Whenever a line below includes the word "tree", copy that line.

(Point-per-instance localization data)
____________________
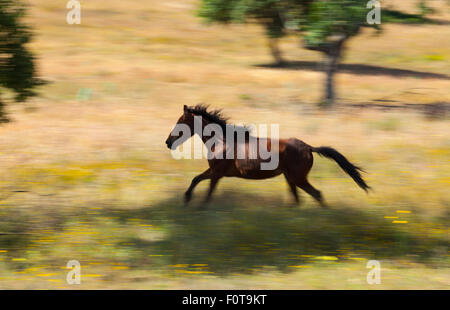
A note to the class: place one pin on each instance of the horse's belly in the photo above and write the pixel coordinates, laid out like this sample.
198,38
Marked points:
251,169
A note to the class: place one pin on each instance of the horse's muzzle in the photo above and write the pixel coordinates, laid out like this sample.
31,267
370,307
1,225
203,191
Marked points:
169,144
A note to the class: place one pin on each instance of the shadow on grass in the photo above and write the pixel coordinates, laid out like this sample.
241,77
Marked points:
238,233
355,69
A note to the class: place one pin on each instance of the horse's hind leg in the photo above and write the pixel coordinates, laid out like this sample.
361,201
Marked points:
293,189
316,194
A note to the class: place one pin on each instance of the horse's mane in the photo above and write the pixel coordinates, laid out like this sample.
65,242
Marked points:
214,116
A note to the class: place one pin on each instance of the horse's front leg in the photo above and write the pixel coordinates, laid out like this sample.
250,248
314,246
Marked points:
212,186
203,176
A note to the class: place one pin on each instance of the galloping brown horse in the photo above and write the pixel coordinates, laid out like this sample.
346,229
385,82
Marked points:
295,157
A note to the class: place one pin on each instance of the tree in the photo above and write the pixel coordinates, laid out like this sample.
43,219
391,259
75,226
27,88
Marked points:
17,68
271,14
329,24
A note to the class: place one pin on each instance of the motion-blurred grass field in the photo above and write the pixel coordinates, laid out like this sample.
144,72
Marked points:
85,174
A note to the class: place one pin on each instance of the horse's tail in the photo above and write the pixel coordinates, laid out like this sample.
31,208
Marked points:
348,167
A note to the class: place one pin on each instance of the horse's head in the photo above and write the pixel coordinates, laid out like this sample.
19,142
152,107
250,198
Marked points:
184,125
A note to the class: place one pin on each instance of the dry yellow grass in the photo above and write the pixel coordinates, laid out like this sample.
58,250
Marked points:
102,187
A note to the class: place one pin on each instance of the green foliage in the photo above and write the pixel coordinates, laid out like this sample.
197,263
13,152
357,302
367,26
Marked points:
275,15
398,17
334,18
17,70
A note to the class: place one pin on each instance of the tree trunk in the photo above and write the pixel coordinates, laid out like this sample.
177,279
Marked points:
____________________
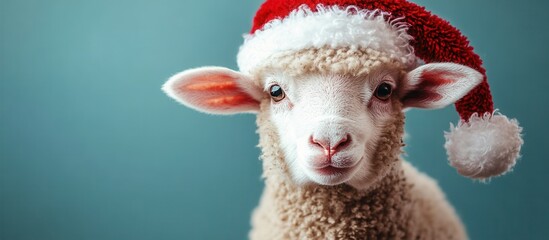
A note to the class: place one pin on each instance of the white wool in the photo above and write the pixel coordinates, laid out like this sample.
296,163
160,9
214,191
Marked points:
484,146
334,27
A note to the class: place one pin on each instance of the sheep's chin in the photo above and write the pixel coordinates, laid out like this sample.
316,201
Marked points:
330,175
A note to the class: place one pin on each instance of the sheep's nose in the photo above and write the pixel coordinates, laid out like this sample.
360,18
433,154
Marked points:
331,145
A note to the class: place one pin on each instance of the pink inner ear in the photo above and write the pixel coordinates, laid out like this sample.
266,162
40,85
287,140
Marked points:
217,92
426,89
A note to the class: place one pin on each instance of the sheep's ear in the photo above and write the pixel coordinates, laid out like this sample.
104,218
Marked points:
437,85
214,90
____________________
### Answer area
A note to the class: place one pin on each instance of the tree in the photo above and write the pixel coordinates, laid out like this sample.
A note to the class: place one pin on each instance of the tree trunk in the photo above and write the pixel coordinates, laid out like this sample.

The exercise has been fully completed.